■ PROBLEM
Every record below should be repeated exactly. Omit the pictures.

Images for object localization
::::

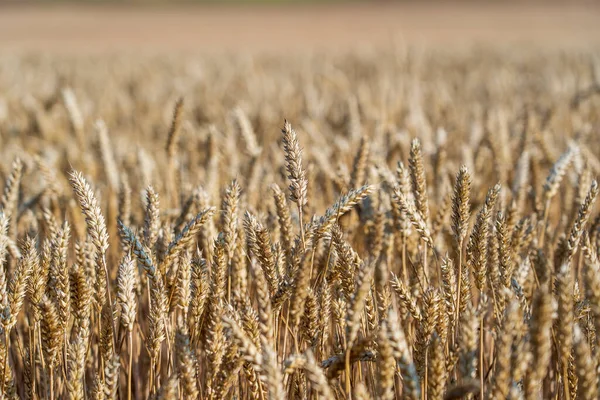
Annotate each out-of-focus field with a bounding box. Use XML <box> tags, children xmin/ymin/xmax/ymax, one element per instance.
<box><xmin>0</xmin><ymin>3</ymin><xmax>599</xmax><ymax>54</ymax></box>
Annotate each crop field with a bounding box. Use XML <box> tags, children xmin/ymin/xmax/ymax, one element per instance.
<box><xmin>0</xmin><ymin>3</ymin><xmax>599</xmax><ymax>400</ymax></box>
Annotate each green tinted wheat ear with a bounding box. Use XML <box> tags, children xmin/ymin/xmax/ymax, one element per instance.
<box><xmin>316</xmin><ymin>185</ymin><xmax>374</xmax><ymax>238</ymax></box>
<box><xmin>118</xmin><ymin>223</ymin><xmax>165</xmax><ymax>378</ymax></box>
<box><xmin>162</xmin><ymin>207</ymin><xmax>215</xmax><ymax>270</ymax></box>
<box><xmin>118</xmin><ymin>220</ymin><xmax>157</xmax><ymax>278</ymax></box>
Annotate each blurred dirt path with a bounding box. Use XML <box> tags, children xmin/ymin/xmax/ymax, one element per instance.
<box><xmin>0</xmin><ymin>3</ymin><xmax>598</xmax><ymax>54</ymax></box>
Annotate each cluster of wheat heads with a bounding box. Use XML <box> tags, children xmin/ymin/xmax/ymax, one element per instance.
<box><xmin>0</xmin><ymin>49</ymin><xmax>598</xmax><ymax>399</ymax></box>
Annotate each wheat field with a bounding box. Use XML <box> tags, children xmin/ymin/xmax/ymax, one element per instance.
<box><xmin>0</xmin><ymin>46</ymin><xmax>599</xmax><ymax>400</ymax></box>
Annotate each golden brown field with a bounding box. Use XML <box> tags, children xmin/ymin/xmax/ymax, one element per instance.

::::

■ SOLVED PROBLEM
Annotate each out-of-focus field with a bounding box. Use XML <box> tags, children xmin/ymin/xmax/ymax, one element per instance.
<box><xmin>0</xmin><ymin>3</ymin><xmax>599</xmax><ymax>54</ymax></box>
Annotate each crop field with a bounding box. Use XML <box> tags, children xmin/ymin/xmax/ymax, one element per instance.
<box><xmin>0</xmin><ymin>3</ymin><xmax>599</xmax><ymax>400</ymax></box>
Annotate each green tinted wheat ear with a bounding box. Use XML <box> tags, children xmin/ymin/xmax/ymax, one element per instance.
<box><xmin>316</xmin><ymin>185</ymin><xmax>374</xmax><ymax>238</ymax></box>
<box><xmin>118</xmin><ymin>223</ymin><xmax>165</xmax><ymax>378</ymax></box>
<box><xmin>162</xmin><ymin>207</ymin><xmax>215</xmax><ymax>270</ymax></box>
<box><xmin>118</xmin><ymin>220</ymin><xmax>157</xmax><ymax>278</ymax></box>
Annotate each blurred dirt path with a bounding box. Use XML <box> tags, children xmin/ymin/xmax/ymax, one element per instance.
<box><xmin>0</xmin><ymin>3</ymin><xmax>598</xmax><ymax>54</ymax></box>
Annotate each cluster of wheat heads with a bounding box. Use XML <box> tags, children xmin/ymin/xmax/ymax, one element per instance.
<box><xmin>0</xmin><ymin>49</ymin><xmax>598</xmax><ymax>399</ymax></box>
Annotate each wheat field with a bounding box. Use XML <box> tags, children xmin/ymin/xmax/ymax, one element per instance.
<box><xmin>0</xmin><ymin>46</ymin><xmax>599</xmax><ymax>400</ymax></box>
Annotate each golden brown field with a bounding box. Use XML <box> tags, children xmin/ymin/xmax/ymax, one element per instance.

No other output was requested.